▶ _課題一覧_:
**a)** 木工スプーン作りの記事では、佐々木圭治さんは何歳を過ぎた頃に会社を辞めたとされていますか？
**b)** 木工スプーン作りについての記事を、最後の文の後から書き継いでください。

▶ _原文_:

「ひとりひとりにぴったり合う形があるんですよね。手の大きさや柄の長さ、角度。何種類も実際に使ってみて、しっくりと自分の手になじむものがある」。そう話す佐々木圭治さんは木工スプーンを製作している。
神奈川、長野、山形とあちこちで生活してきた佐々木さんは、秋田県生まれ。50歳を過ぎた頃会社を退職し、念願だった物作りに没頭する日々を送っている。15年ほど前に山形県から移り住んだ筑北(ちくほく)村は、山に囲まれた緑豊かな村で、作業場である自宅裏の工房木音(もくね)も木々に囲まれた場所にある。
「ずっと何かをやりたいと思っていて、30年続けてきたサラリーマンを50歳過ぎで辞めました」と佐々木さん。辞めてから何をやろうかと考えた時に、はじめは椅子を作ろうと考えたが、椅子を作るには、大きな機械や広いスペースが必要なため椅子作りではなく、まず何か作ってみようと、子供が使っていた勉強机でスプーンを作り始めた。

▶ _提供データ_:

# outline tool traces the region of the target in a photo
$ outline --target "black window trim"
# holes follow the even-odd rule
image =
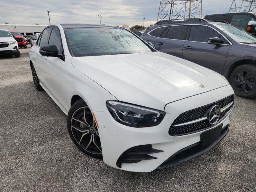
[[[52,30],[51,30],[51,32],[49,34],[49,36],[48,37],[48,40],[47,40],[47,45],[48,45],[49,44],[49,42],[50,41],[50,37],[51,36],[51,35],[52,34],[52,30],[53,30],[54,28],[56,28],[58,31],[59,32],[59,34],[60,34],[60,42],[61,42],[61,47],[62,48],[62,57],[63,57],[63,58],[60,58],[60,59],[61,59],[62,60],[63,60],[63,61],[65,61],[65,54],[64,53],[64,49],[63,49],[63,45],[62,44],[62,40],[61,38],[61,34],[60,34],[60,29],[59,29],[59,28],[57,26],[56,26],[55,25],[53,25],[52,26]]]
[[[224,35],[222,34],[219,31],[218,31],[217,30],[215,29],[214,28],[212,27],[212,26],[210,26],[209,25],[203,25],[203,24],[190,24],[190,25],[191,26],[192,26],[192,25],[200,25],[200,26],[206,26],[206,27],[210,27],[210,28],[212,28],[214,30],[216,31],[218,33],[221,35],[222,35],[230,43],[230,44],[220,44],[220,45],[228,45],[228,46],[230,46],[233,45],[232,43],[230,42],[230,41],[229,40],[228,38],[227,38]],[[189,29],[189,34],[190,34],[190,35],[191,30],[191,27],[190,27],[190,29]],[[189,36],[188,36],[188,38],[189,38]],[[188,39],[189,39],[189,38]],[[198,42],[198,43],[207,43],[207,44],[208,44],[208,42],[200,42],[200,41],[190,41],[189,40],[186,40],[186,41],[189,41],[190,42]]]
[[[186,26],[188,26],[189,27],[188,28],[188,29],[187,29],[187,32],[185,34],[185,39],[183,40],[180,40],[180,39],[169,39],[169,38],[163,38],[162,37],[156,37],[155,36],[153,36],[151,35],[150,35],[150,32],[151,32],[152,31],[153,31],[153,30],[155,30],[155,29],[156,29],[158,28],[160,28],[161,27],[171,27],[172,26],[182,26],[182,25],[186,25]],[[160,38],[161,39],[170,39],[172,40],[176,40],[176,41],[190,41],[191,42],[197,42],[198,43],[208,43],[208,42],[200,42],[199,41],[190,41],[189,40],[187,40],[187,38],[188,37],[188,35],[189,35],[189,34],[190,34],[190,30],[191,29],[191,27],[190,27],[190,26],[192,26],[192,25],[200,25],[200,26],[206,26],[207,27],[210,27],[210,28],[212,28],[212,29],[214,29],[214,30],[215,30],[215,31],[216,31],[217,32],[218,32],[218,33],[219,33],[220,34],[220,35],[221,35],[222,36],[223,36],[223,37],[224,37],[224,38],[225,38],[226,40],[227,40],[228,41],[228,42],[230,43],[230,44],[220,44],[221,45],[228,45],[228,46],[231,46],[231,45],[232,45],[233,44],[232,44],[232,43],[224,35],[222,34],[219,31],[218,31],[217,29],[215,29],[215,28],[214,28],[214,27],[212,27],[212,26],[210,26],[209,25],[204,25],[202,24],[177,24],[177,25],[168,25],[168,26],[162,26],[161,27],[157,27],[156,28],[155,28],[154,29],[153,29],[152,30],[151,30],[150,31],[149,31],[148,32],[148,33],[147,33],[148,35],[149,35],[150,36],[151,36],[151,37],[153,37],[154,38]]]
[[[52,29],[51,29],[51,30],[50,31],[50,33],[49,34],[49,35],[48,36],[48,38],[47,38],[47,44],[48,44],[48,43],[49,42],[49,38],[50,37],[50,34],[52,32],[52,27],[53,26],[50,25],[50,26],[47,26],[46,27],[44,28],[44,30],[43,30],[42,31],[42,32],[41,32],[41,34],[40,34],[40,35],[38,37],[38,38],[37,39],[37,40],[36,41],[36,45],[37,45],[38,46],[39,46],[40,47],[41,47],[41,46],[40,46],[39,45],[39,44],[40,44],[40,43],[41,42],[41,38],[40,38],[40,37],[41,36],[42,36],[42,35],[43,35],[43,34],[44,33],[44,30],[46,30],[46,29],[50,27],[50,28],[52,28]],[[39,39],[40,39],[40,42],[38,42],[38,40]]]

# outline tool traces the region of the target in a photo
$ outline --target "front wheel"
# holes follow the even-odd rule
[[[76,102],[68,112],[67,126],[76,147],[89,156],[102,158],[100,135],[96,120],[82,100]]]
[[[231,73],[230,84],[236,95],[246,99],[256,97],[256,65],[245,64]]]

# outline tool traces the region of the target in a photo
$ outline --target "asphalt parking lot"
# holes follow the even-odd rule
[[[75,147],[66,115],[34,87],[29,51],[0,58],[0,191],[256,190],[256,99],[236,97],[230,132],[208,152],[167,169],[124,172]]]

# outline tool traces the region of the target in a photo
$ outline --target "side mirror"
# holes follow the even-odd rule
[[[46,45],[39,49],[39,53],[43,56],[58,57],[59,50],[56,45]]]
[[[224,43],[224,42],[218,37],[214,37],[213,38],[210,38],[208,40],[208,43],[218,45],[220,44],[223,44]]]
[[[148,44],[149,45],[150,45],[150,46],[151,46],[152,48],[155,48],[155,46],[154,45],[154,44],[153,44],[152,42],[148,42]]]

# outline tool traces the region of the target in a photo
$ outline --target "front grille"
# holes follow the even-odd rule
[[[9,46],[9,43],[8,42],[3,42],[0,43],[0,48],[4,47],[8,47]]]
[[[208,119],[205,119],[198,122],[191,123],[186,125],[175,126],[182,123],[198,120],[205,116],[207,111],[215,105],[218,105],[221,109],[227,106],[234,101],[234,95],[227,97],[221,100],[218,101],[202,107],[187,111],[181,114],[174,121],[169,130],[169,134],[173,136],[178,136],[200,131],[212,126]],[[233,107],[232,105],[227,109],[220,113],[218,121],[225,116],[229,110]]]
[[[18,42],[21,42],[22,41],[23,39],[22,38],[18,38],[17,39],[16,39],[16,40]]]

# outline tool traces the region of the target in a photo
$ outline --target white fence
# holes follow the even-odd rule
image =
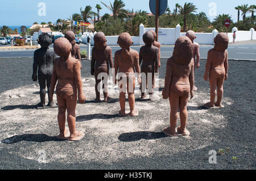
[[[144,45],[143,41],[143,35],[150,30],[155,30],[155,28],[145,28],[142,24],[139,26],[139,36],[132,36],[134,45]],[[185,36],[185,33],[180,32],[181,27],[177,24],[175,28],[162,28],[159,30],[158,41],[162,45],[174,45],[177,39],[181,36]],[[232,33],[228,33],[229,37],[229,42],[233,42],[233,32],[237,31],[236,41],[256,40],[256,32],[253,28],[251,28],[250,31],[238,31],[236,27],[232,29]],[[214,44],[214,38],[218,34],[218,32],[214,30],[212,33],[196,33],[197,37],[195,41],[200,44]],[[91,40],[91,44],[94,45],[93,36],[96,32],[94,33],[90,33],[90,35],[86,36],[82,36],[82,42],[87,44],[87,37],[89,36]],[[118,45],[117,39],[118,36],[106,36],[108,45]]]

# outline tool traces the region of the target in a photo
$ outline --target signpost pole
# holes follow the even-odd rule
[[[156,41],[158,41],[158,29],[159,27],[159,0],[156,0],[156,15],[155,15],[155,33],[156,33]]]

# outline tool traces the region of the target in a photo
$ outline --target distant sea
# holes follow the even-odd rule
[[[31,26],[26,26],[25,27],[27,27],[27,28],[30,28]],[[8,27],[9,27],[9,28],[11,28],[12,30],[14,30],[15,28],[18,29],[18,31],[19,31],[19,33],[20,33],[20,30],[19,30],[19,28],[20,28],[21,26],[8,26]]]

▶ _回答一覧_:
**a)** 50歳を過ぎた頃です。

**b)**
佐々木さんの作るものは、大きなおたまから小さなコーヒースプーン、フォークまで大きさや種類は様々。他にもミニチュアの椅子やジュエリーボックスなどを製作している。ここ数年熱心に作っているのが、脳卒中やリウマチなど手の不自由な人に、もっと使いやすく持ちやすいものを使ってほしいとの想いで製作しているスプーンだ。
スプーンをにぎる柄の部分にゆるくカーブをつけ、スプーンを軽く手に持っただけで、カーブが手にフィットし力をほとんどいれなくても持つことができ、そして手から落としにくい。握りやすい形、持った時に手にフィットするデザインを追求している。
佐々木さん自身も二年前に脳卒中をわずらい、病気をした直後は手に力の入らないことがあった。握力がなく、スプーンをしっかりつかめない。そんな状況があって、より持ちやすいスプーンへの探求がはじまり、現在の形にたどりついた。
材料となる木は山桜の木。金属のスプーンと持ち比べるとその軽さに驚く。木材の市場で入札して、製材所で使いやすい大きさに切り1~2年乾燥させてから使う。硬くしなやかで、水にも強く丈夫なため、自分で使っていて安心と佐々木さんは言う。
「こういう事ってほんと、見て助けてくれる方がいらっしゃって。フリーマーケットに出店した時に、おもしろいから、展示会をやろうといろいろ声をかけてもらって」と奥様。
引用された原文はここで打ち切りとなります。